--- BEGIN Dataset rows ---
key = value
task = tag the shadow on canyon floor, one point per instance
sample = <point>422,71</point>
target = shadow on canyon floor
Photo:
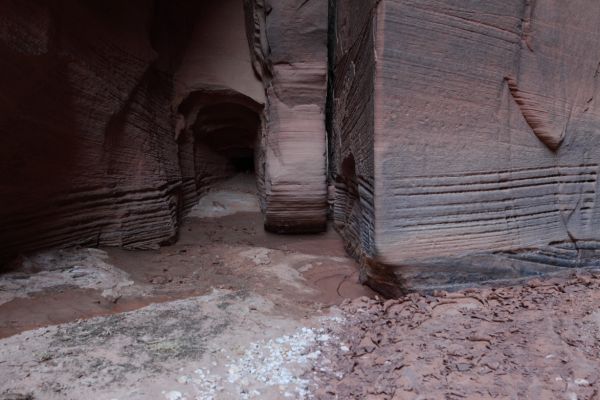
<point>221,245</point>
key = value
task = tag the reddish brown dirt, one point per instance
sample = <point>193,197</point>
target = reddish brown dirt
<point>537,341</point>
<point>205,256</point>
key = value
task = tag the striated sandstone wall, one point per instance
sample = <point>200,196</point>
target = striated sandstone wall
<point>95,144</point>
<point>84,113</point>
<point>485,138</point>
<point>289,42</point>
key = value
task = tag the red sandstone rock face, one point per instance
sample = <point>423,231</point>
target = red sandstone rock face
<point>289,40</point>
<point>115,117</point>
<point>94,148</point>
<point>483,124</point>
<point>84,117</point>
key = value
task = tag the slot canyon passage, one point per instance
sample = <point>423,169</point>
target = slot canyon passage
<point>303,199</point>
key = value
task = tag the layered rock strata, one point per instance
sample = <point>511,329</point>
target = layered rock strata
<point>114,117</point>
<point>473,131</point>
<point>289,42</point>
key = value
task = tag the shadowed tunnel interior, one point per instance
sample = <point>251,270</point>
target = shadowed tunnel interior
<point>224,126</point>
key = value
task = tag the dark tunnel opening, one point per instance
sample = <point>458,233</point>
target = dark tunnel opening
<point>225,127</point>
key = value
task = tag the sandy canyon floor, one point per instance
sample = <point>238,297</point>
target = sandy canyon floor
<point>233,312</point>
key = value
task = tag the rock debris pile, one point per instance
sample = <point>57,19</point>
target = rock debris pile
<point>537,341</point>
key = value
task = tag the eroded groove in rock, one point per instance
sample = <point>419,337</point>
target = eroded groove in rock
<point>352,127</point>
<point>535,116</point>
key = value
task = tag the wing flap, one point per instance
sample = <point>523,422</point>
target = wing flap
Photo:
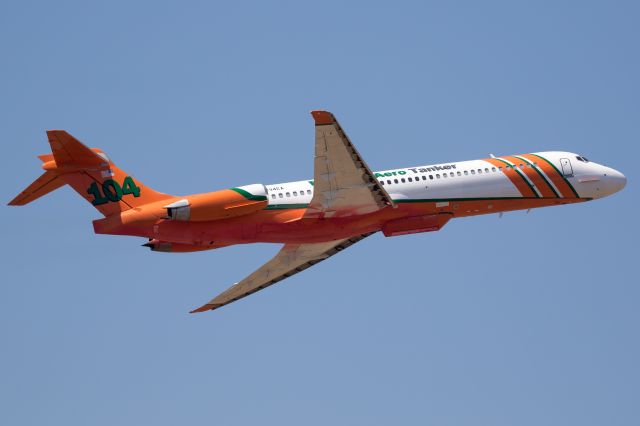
--- END Dataset rows ---
--- BEGIN Dataset rows ---
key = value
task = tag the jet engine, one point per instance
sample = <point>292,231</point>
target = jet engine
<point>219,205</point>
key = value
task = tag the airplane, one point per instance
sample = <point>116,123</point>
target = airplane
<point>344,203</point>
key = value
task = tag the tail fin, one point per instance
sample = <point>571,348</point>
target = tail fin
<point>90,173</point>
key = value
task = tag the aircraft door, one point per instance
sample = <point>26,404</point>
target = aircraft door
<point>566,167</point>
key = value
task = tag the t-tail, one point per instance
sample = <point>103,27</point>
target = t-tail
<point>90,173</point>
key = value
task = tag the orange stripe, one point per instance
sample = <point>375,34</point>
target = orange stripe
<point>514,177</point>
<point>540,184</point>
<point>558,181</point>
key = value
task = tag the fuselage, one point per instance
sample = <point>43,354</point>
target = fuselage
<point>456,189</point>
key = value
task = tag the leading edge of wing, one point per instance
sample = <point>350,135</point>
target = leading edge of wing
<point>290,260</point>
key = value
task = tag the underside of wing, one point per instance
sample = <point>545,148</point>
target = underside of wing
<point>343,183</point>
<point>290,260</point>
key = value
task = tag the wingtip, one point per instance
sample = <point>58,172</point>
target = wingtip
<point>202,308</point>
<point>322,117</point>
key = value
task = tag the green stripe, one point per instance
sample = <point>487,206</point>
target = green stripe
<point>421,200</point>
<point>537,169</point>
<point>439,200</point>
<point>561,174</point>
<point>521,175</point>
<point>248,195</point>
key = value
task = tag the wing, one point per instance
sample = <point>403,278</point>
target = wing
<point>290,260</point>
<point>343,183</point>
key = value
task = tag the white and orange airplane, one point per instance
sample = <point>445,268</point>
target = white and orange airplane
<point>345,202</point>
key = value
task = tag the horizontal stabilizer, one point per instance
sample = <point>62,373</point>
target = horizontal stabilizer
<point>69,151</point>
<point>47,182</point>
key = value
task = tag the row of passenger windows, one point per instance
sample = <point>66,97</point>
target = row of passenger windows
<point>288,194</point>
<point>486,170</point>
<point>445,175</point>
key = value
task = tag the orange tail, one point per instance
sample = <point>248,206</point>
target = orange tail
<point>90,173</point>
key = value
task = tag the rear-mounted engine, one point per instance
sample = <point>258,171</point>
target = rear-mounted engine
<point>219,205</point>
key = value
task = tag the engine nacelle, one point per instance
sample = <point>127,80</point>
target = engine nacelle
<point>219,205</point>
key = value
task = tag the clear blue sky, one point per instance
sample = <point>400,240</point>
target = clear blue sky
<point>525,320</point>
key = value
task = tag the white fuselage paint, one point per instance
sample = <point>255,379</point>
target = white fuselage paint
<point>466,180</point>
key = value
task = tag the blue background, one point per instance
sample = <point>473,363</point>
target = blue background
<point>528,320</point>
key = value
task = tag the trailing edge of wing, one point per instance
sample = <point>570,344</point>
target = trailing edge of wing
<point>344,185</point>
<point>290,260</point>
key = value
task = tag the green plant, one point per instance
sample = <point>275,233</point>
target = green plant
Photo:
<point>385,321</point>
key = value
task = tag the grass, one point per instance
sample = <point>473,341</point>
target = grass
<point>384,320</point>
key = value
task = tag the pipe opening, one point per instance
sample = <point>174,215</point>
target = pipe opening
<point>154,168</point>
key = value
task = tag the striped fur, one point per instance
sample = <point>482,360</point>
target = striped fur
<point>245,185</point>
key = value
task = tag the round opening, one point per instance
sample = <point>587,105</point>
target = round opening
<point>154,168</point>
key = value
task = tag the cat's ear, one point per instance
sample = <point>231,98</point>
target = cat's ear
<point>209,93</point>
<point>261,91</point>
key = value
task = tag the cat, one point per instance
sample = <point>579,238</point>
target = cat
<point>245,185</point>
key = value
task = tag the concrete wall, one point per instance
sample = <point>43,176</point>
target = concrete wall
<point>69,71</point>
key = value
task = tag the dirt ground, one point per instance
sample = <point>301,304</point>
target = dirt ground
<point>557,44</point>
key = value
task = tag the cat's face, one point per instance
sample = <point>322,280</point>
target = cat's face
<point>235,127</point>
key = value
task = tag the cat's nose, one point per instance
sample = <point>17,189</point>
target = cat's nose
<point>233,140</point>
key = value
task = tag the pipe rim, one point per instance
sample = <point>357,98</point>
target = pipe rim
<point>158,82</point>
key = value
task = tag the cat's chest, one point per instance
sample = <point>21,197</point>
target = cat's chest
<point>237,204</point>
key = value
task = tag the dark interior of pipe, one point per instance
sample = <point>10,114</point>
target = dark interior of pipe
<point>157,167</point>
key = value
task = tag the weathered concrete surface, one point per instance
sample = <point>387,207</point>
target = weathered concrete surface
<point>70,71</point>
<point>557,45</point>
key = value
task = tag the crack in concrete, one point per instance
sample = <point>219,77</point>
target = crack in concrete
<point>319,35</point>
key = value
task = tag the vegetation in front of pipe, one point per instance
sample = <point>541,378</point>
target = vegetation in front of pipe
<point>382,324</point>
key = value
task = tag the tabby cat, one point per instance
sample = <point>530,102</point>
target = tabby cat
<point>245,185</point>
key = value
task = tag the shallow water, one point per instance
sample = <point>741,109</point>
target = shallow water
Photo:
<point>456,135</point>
--- END Dataset rows ---
--- BEGIN Dataset rows ---
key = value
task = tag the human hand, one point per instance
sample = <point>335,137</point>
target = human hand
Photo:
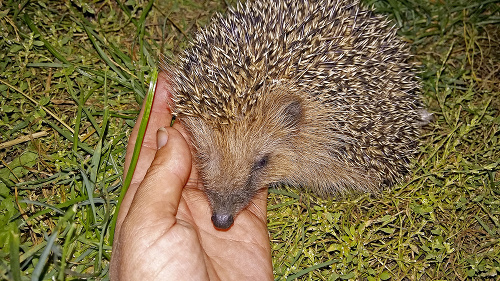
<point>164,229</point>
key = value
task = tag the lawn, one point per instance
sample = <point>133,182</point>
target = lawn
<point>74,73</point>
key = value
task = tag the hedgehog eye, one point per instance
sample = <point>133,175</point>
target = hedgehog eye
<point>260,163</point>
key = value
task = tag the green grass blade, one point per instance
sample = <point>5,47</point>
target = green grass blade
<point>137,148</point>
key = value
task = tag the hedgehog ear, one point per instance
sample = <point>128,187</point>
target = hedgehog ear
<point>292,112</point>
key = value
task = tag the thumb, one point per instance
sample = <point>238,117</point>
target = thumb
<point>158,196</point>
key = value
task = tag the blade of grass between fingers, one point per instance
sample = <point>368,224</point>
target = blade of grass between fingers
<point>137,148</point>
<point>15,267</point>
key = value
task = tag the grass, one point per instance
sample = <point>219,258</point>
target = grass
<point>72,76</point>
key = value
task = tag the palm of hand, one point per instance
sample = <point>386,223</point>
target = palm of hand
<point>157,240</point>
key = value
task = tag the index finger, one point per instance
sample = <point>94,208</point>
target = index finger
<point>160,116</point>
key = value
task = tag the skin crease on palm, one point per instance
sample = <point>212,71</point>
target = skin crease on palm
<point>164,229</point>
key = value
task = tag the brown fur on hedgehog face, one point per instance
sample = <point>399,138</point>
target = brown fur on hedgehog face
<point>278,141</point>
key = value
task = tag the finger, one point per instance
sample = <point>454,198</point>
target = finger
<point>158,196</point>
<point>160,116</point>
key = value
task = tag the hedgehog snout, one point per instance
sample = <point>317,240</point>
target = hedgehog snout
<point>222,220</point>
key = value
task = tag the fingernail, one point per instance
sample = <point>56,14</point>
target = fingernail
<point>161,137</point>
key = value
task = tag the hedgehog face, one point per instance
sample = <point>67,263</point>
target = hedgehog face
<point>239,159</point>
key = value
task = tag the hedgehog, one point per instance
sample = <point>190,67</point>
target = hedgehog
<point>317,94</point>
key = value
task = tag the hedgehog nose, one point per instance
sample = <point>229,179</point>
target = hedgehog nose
--- END Dataset rows ---
Exercise prompt =
Gather every line of the rows above that contains the string "lawn", and copy each one in full. Case counts.

Result of this task =
task = tag the lawn, one point per instance
target = lawn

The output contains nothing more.